WHAT THIS EXERCISE ASKS.
A - According to the text on winter pruning, what does thinning an overgrown plant in winter increase?
B - Reproduce everything in the text on winter pruning from "Improves Plant Vigor" down to "of the plant.".

SOURCE EXTRACT.
——

Winter is an ideal period for pruning trees and shrubs. Pruning in winter is often referred to as dormant pruning. Dormant pruning offers numerous benefits. The absence of foliage on some plants enables arborists to easily identify problematic branches that may require removal. It also allows for the correction of structural defects, while limiting the spread of insects and diseases. The following examines the application of dormant pruning, and how it may be utilized to sustain plants through the harsh winter months.
Improves Plant Vigor
Plants may be compromised by a myriad of problems. Plant diseases and insects can destabilize trees or shrubs. Severe infections or infestations will often result in plant mortality. The presence of dead wood, and infected branches in a plant’s canopy can hinder the development of healthy branches. Dormant pruning is a corrective practice. It fortifies a plant’s branch structure by eliminating hazardous sections of the plant.
Thin Overgrown Plants
In winter, many plants have shed their leaves, and entered dormancy. When a plant is bereft of foliage, it is easier to discern whether or not a plant requires pruning. When a plant has become overgrown, dormant pruning can be beneficial, as it allows for a thinning of the plant’s crown. Thinning an overgrown plant in winter increases air circulation, and light penetration in the crown. This improves the plant’s branch structure, and helps to stimulate robust growth in spring.

——

(Localization data with one point per instance)

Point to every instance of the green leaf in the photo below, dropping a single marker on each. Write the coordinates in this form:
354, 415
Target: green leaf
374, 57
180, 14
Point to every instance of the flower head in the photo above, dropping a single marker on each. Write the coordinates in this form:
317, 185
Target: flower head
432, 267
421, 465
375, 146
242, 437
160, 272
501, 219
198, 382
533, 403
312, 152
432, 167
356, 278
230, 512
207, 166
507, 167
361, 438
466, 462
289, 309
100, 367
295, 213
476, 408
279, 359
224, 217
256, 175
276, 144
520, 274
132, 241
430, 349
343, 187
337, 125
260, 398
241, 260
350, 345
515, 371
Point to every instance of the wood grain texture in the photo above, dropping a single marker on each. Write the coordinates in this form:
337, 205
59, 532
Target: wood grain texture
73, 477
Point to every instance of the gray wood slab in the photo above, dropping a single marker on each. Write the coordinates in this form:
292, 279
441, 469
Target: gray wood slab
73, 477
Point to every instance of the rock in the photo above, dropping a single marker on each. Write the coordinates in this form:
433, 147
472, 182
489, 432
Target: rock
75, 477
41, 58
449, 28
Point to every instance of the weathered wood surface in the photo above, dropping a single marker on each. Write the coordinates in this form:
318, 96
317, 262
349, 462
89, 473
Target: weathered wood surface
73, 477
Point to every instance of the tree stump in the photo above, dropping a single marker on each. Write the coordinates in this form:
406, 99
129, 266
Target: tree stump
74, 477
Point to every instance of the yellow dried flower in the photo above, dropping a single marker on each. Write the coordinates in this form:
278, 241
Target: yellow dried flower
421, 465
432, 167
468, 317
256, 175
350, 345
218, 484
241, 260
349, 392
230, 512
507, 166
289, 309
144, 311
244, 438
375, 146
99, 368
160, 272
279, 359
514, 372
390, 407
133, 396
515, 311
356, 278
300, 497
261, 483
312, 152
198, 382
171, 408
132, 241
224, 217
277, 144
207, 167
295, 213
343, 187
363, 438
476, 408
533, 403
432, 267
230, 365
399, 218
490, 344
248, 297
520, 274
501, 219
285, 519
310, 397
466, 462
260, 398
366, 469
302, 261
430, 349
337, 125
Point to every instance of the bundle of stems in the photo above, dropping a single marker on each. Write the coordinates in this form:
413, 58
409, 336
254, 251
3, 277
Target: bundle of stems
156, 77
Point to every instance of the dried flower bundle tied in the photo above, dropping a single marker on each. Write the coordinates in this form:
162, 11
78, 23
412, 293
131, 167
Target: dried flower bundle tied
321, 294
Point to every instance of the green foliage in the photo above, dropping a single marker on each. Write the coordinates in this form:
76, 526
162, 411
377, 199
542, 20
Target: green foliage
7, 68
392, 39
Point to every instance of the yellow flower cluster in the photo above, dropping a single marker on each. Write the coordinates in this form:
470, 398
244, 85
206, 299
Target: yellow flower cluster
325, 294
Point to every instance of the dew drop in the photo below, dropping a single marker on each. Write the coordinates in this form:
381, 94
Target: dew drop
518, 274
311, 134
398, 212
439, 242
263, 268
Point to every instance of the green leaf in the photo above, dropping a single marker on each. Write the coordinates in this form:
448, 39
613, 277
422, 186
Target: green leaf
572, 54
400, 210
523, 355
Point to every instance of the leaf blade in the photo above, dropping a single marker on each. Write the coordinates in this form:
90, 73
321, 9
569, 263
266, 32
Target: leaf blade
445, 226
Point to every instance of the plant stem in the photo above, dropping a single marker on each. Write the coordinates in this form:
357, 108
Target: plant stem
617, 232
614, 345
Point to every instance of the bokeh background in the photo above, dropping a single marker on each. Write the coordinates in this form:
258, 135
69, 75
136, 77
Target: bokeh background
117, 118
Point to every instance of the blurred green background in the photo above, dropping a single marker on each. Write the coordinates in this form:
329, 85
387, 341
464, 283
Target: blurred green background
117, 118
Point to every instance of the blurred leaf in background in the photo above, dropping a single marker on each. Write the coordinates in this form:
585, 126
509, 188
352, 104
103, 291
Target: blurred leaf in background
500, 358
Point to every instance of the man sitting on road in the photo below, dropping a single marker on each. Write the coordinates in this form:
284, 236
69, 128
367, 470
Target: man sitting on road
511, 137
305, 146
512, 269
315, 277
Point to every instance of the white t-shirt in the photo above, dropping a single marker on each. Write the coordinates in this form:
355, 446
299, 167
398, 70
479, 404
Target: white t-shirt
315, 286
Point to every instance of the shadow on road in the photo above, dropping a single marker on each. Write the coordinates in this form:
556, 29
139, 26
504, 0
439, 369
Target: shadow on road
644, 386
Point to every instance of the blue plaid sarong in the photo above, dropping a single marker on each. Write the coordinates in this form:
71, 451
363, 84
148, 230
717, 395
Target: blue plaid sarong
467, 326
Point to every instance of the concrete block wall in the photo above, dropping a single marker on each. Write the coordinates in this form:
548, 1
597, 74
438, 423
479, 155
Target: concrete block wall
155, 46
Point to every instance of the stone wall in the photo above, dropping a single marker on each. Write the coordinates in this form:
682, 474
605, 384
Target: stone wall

——

ANSWERS BY ITEM NUMBER.
A - Air circulation and light penetration in the crown.

B -
Improves Plant Vigor
Plants may be compromised by a myriad of problems. Plant diseases and insects can destabilize trees or shrubs. Severe infections or infestations will often result in plant mortality. The presence of dead wood, and infected branches in a plant’s canopy can hinder the development of healthy branches. Dormant pruning is a corrective practice. It fortifies a plant’s branch structure by eliminating hazardous sections of the plant.